=== THE INPUT ===
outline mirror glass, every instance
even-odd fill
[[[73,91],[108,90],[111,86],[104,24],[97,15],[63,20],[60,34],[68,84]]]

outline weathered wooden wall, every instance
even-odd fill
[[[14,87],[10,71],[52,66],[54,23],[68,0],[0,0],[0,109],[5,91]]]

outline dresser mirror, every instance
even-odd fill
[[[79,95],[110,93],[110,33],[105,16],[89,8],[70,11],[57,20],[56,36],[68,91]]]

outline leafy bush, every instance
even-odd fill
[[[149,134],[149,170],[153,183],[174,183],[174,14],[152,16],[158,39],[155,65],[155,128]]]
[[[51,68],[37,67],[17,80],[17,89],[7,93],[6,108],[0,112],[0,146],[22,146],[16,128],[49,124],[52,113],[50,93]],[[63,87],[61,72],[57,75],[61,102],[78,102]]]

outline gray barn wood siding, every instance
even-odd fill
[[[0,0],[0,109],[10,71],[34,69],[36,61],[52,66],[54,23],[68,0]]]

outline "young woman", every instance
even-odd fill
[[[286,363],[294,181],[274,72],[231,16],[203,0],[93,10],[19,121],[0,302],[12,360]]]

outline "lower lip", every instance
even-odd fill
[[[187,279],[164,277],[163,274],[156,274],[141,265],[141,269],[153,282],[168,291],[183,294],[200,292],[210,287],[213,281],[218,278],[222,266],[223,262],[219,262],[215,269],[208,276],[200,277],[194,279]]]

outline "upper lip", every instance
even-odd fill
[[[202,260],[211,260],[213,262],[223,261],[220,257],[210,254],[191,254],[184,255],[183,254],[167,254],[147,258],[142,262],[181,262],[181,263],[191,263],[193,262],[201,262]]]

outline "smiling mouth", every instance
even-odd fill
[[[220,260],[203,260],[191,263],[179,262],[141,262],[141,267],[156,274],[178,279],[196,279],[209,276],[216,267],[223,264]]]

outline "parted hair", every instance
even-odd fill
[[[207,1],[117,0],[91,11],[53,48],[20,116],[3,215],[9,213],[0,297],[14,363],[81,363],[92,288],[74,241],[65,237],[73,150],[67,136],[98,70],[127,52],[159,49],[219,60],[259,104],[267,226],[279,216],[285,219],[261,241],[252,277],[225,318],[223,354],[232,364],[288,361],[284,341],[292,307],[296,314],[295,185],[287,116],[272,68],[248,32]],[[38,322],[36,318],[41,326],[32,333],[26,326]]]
===
PROBLEM TO SOLVE: Faithfully transcribe the whole of the data.

RESULT:
outline mirror glass, every instance
even-odd fill
[[[73,91],[108,90],[111,86],[104,24],[97,15],[63,20],[60,34],[68,84]]]

outline weathered wooden wall, every instance
even-odd fill
[[[14,87],[10,71],[52,66],[54,23],[68,0],[0,0],[0,109],[5,91]]]

outline dresser mirror, every instance
even-odd fill
[[[79,95],[110,93],[110,33],[105,16],[89,8],[70,11],[57,20],[56,36],[68,91]]]

outline leafy bush, every instance
even-odd fill
[[[149,134],[149,170],[153,183],[174,183],[174,14],[152,16],[158,39],[155,65],[155,128]]]
[[[51,68],[37,67],[17,80],[17,89],[7,93],[6,108],[0,112],[0,146],[22,146],[16,128],[49,124],[52,113],[50,93]],[[63,87],[61,72],[57,75],[61,102],[78,102]]]

outline gray barn wood siding, every instance
even-odd fill
[[[0,0],[0,109],[10,71],[34,69],[36,61],[52,66],[54,23],[68,0]]]

outline "young woman", every instance
even-odd fill
[[[286,363],[294,181],[274,72],[231,16],[203,0],[93,10],[19,121],[0,302],[12,360]]]

outline "lower lip", every instance
even-odd fill
[[[187,279],[164,277],[163,274],[156,274],[141,265],[141,269],[153,282],[168,291],[183,294],[200,292],[210,287],[213,281],[218,278],[222,266],[223,262],[219,262],[215,269],[208,276],[200,277],[194,279]]]

outline "upper lip", every instance
even-odd fill
[[[202,260],[211,260],[213,262],[223,261],[220,257],[210,254],[191,254],[184,255],[183,254],[167,254],[147,258],[142,262],[181,262],[181,263],[191,263],[193,262],[201,262]]]

outline "smiling mouth", every instance
even-odd fill
[[[220,260],[203,260],[191,263],[179,262],[141,262],[141,267],[156,274],[178,279],[196,279],[209,276],[216,267],[223,264]]]

outline "parted hair", every instance
even-odd fill
[[[207,1],[117,0],[91,11],[53,48],[20,116],[3,215],[9,213],[0,297],[14,363],[81,363],[92,288],[74,241],[65,237],[73,150],[67,136],[98,70],[127,52],[159,49],[219,60],[259,104],[267,226],[279,216],[285,219],[261,241],[252,277],[225,318],[223,354],[232,364],[288,361],[284,341],[292,307],[296,314],[295,185],[287,116],[272,68],[248,32]],[[38,322],[36,318],[41,326],[32,333],[26,326]]]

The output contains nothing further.